● SUPPLIED RECORDS
((
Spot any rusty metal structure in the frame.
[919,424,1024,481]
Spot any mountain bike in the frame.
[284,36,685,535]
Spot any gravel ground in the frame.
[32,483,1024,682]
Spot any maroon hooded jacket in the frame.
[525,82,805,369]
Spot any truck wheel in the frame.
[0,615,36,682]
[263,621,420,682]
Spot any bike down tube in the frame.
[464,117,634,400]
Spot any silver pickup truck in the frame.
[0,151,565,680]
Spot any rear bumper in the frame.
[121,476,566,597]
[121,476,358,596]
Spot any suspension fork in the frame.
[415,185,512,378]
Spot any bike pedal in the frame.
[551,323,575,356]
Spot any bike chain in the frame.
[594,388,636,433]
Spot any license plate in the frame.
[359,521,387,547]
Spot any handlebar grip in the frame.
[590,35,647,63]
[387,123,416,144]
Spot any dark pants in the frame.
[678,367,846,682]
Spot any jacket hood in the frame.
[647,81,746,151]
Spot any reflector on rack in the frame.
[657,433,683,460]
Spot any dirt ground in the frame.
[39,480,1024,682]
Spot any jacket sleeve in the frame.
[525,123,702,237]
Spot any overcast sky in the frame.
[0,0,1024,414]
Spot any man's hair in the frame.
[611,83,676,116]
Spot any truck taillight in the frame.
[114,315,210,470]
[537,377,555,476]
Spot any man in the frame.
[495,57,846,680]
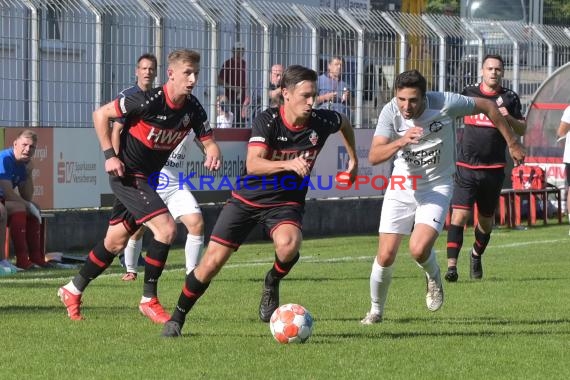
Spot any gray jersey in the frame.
[374,92,475,185]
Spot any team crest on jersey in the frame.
[429,121,443,132]
[309,131,319,146]
[182,114,190,128]
[202,120,211,132]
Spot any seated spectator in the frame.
[0,129,47,270]
[315,56,351,119]
[251,64,283,120]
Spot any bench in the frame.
[499,187,562,228]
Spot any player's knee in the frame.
[273,234,301,257]
[184,214,204,236]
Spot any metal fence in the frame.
[0,0,570,128]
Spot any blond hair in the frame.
[168,49,200,66]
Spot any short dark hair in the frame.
[394,70,427,95]
[137,53,158,70]
[482,54,505,67]
[281,65,318,88]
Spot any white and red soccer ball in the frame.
[269,303,313,344]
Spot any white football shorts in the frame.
[158,189,202,223]
[378,179,453,235]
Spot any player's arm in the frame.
[93,101,125,177]
[473,98,526,163]
[340,115,358,182]
[111,121,124,154]
[202,138,222,170]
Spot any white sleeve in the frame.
[374,99,396,138]
[560,106,570,124]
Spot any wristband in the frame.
[103,148,117,160]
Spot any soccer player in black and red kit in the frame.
[162,65,358,337]
[58,49,220,323]
[445,55,526,282]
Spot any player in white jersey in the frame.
[123,133,211,281]
[361,70,525,325]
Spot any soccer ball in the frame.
[269,303,313,344]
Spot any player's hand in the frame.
[509,141,526,166]
[204,155,222,171]
[499,107,509,117]
[105,157,125,177]
[346,156,358,183]
[402,127,424,146]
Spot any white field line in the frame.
[0,238,568,285]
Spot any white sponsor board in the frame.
[33,128,391,209]
[52,128,111,208]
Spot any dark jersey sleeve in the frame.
[248,108,279,149]
[189,96,213,141]
[507,90,524,120]
[115,88,151,118]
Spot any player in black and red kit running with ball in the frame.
[445,55,526,282]
[162,65,358,337]
[58,49,220,323]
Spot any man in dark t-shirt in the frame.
[58,49,220,323]
[445,55,526,282]
[162,65,358,337]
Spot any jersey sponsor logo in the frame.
[463,113,494,127]
[402,149,441,167]
[429,121,443,133]
[119,98,127,114]
[309,131,319,146]
[182,114,190,128]
[269,148,319,166]
[142,127,188,150]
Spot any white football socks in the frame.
[124,238,142,273]
[370,257,393,315]
[416,249,440,279]
[184,234,204,274]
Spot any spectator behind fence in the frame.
[0,129,47,270]
[251,64,283,120]
[111,53,158,281]
[216,95,234,128]
[218,42,249,128]
[556,106,570,235]
[0,202,17,276]
[316,56,350,119]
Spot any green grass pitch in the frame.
[0,225,570,380]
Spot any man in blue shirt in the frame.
[316,56,350,119]
[0,129,47,270]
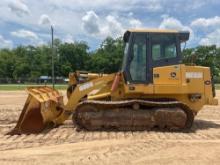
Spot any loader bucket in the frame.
[7,86,63,135]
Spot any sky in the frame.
[0,0,220,50]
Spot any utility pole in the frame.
[51,25,55,89]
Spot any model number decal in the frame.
[79,82,93,91]
[186,72,203,78]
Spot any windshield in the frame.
[152,34,177,61]
[122,42,129,70]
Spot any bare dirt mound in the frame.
[0,91,220,164]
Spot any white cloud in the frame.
[63,34,74,44]
[199,29,220,47]
[0,35,13,48]
[191,16,220,27]
[82,11,124,38]
[38,14,52,25]
[8,0,30,17]
[101,15,124,37]
[11,29,39,40]
[159,16,194,40]
[82,11,100,34]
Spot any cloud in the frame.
[38,14,52,25]
[0,35,13,48]
[8,0,30,17]
[199,29,220,47]
[191,16,220,27]
[129,18,142,28]
[159,16,194,40]
[82,11,100,34]
[11,29,39,40]
[63,34,74,44]
[101,15,124,37]
[82,11,124,38]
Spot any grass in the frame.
[0,84,68,91]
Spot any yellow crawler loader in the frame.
[9,29,218,135]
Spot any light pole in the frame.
[51,25,55,89]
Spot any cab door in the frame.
[125,33,152,84]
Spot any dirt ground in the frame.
[0,91,220,165]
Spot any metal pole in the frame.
[51,25,55,89]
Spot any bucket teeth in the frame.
[8,86,63,135]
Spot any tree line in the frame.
[0,37,220,83]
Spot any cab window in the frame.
[151,34,177,61]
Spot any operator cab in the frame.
[122,29,189,84]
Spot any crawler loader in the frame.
))
● YOUR GOAL
Retype all of the material above word for word, leaving out the pictures.

● ANSWER TO THE TASK
Spot any rusty metal structure in the frame.
[919,424,1024,481]
Spot any mountain bike in the frame.
[284,36,685,535]
Spot any gravel ground in the frame.
[32,483,1024,682]
Spot any maroon hooded jacket in the frame.
[525,82,805,369]
Spot any truck wheel in the frame.
[0,615,36,682]
[263,621,420,682]
Spot any bike down tube in the frame.
[464,117,634,400]
Spot any silver pickup truck in the frame.
[0,151,565,680]
Spot any rear bumper in the frame.
[121,476,566,597]
[121,476,358,596]
Spot any suspension fork in the frame.
[415,185,512,378]
Spot any bike pedal in the frame.
[551,323,575,356]
Spot any bike chain in the frame.
[594,388,636,433]
Spot any license plate in the frame.
[359,521,387,547]
Spot any handlebar grip in the frame.
[590,35,647,63]
[387,123,416,144]
Spot any dark pants in the frame.
[678,367,846,682]
Spot any jacket hood in the frame.
[647,81,746,151]
Spot any reflector on rack in the frame.
[657,433,683,460]
Spot any dirt ground in the frame.
[39,480,1024,682]
Spot any jacket sleeve in the frame.
[525,123,702,237]
Spot any overcast sky in the frame.
[0,0,1024,414]
Spot any man's hair in the frame.
[611,83,676,116]
Spot any truck taillight in the frame.
[114,315,210,470]
[537,377,555,476]
Spot any man in the frame.
[495,57,846,680]
Spot any gray jersey in the frame.
[374,92,475,185]
Spot any team crest on jersey in the frame.
[429,121,443,132]
[309,131,319,146]
[182,114,190,128]
[202,120,211,132]
Spot any seated spectator in the frame.
[0,129,47,270]
[315,56,351,119]
[251,64,283,120]
Spot any bench in the frame.
[499,187,562,228]
Spot any player's knee in the frame.
[273,234,301,257]
[184,214,204,236]
Spot any metal fence in the frame.
[0,0,570,128]
Spot any blond hair in the frame.
[168,49,200,66]
Spot any short dark hair in the frame.
[394,70,427,95]
[137,53,158,70]
[482,54,505,67]
[281,65,318,88]
Spot any white and red soccer ball in the frame.
[269,303,313,344]
Spot any white football shorts in the frame.
[158,189,202,223]
[378,179,453,235]
Spot any player's arm in the frame.
[93,101,125,177]
[473,98,526,163]
[340,115,358,182]
[111,121,124,154]
[202,138,222,170]
Spot any white sleeve in the frame.
[374,99,396,138]
[560,106,570,124]
Spot any wristband in the frame.
[103,148,117,160]
Spot any soccer player in black and red kit in the frame.
[162,65,358,337]
[58,49,220,323]
[445,55,526,282]
Spot any player in white jersey in the frame.
[123,133,211,281]
[361,70,525,325]
Spot any soccer ball in the frame.
[269,303,313,344]
Spot any player's hand in the frame.
[509,141,526,166]
[204,155,222,171]
[499,107,509,117]
[105,157,125,177]
[346,156,358,183]
[402,127,424,146]
Spot any white field line in the frame.
[0,238,568,285]
Spot any white sponsor board in the frame.
[33,128,391,209]
[52,128,111,208]
Spot any dark jersey sleeve in the frame.
[248,108,279,149]
[189,96,213,141]
[507,90,524,120]
[115,88,151,118]
Spot any player in black and red kit running with ball in the frame.
[445,55,526,282]
[162,65,358,337]
[58,49,220,323]
Spot any man in dark t-shirt in the frame.
[58,49,220,323]
[445,55,526,282]
[162,65,358,337]
Spot any jersey sponsor logo in the frame.
[463,113,494,127]
[402,149,441,167]
[429,121,443,133]
[119,98,127,114]
[309,131,319,146]
[182,114,190,128]
[269,148,319,166]
[142,127,188,150]
Spot any white football socks in the frame.
[124,238,142,273]
[370,257,393,315]
[416,249,440,279]
[184,234,204,274]
Spot any spectator behind fence in the frame.
[0,129,47,270]
[251,64,283,120]
[111,53,158,281]
[216,95,234,128]
[218,42,249,128]
[556,106,570,235]
[0,202,17,276]
[316,56,350,119]
Spot any green grass pitch in the frame.
[0,225,570,380]
Spot any man in blue shirt in the frame.
[316,56,350,119]
[0,129,47,270]
Spot any loader bucket in the frame.
[7,86,63,135]
Spot any sky in the frame.
[0,0,220,50]
Spot any utility pole in the frame.
[51,25,55,89]
Spot any model number decal in the frame.
[79,82,93,91]
[186,72,203,78]
Spot any windshield in the frame.
[152,34,177,61]
[122,42,129,70]
Spot any bare dirt mound in the frame.
[0,91,220,164]
Spot any white cloud in the frame.
[63,34,74,44]
[199,29,220,47]
[0,35,13,48]
[191,16,220,27]
[82,11,124,38]
[38,14,52,25]
[8,0,30,17]
[101,15,124,37]
[11,29,39,40]
[159,16,194,40]
[82,11,100,34]
Spot any cloud in the frame.
[38,14,52,25]
[0,35,13,48]
[8,0,30,17]
[199,29,220,47]
[191,16,220,27]
[129,18,142,28]
[159,16,194,40]
[82,11,100,34]
[11,29,39,40]
[63,34,74,44]
[101,15,124,37]
[82,11,124,38]
Spot any grass in the frame.
[0,84,68,91]
Spot any yellow crawler loader in the frame.
[9,29,218,135]
Spot any light pole in the frame.
[51,25,55,89]
Spot any cab door in the frame.
[125,33,152,84]
Spot any dirt ground in the frame.
[0,91,220,165]
Spot any metal pole in the frame.
[51,25,55,89]
Spot any bucket teeth in the frame.
[8,86,63,135]
Spot any tree line in the frame.
[0,37,220,83]
Spot any cab window in the frame.
[151,34,177,61]
Spot any operator cab in the frame.
[122,29,189,84]
Spot any crawler loader in the frame.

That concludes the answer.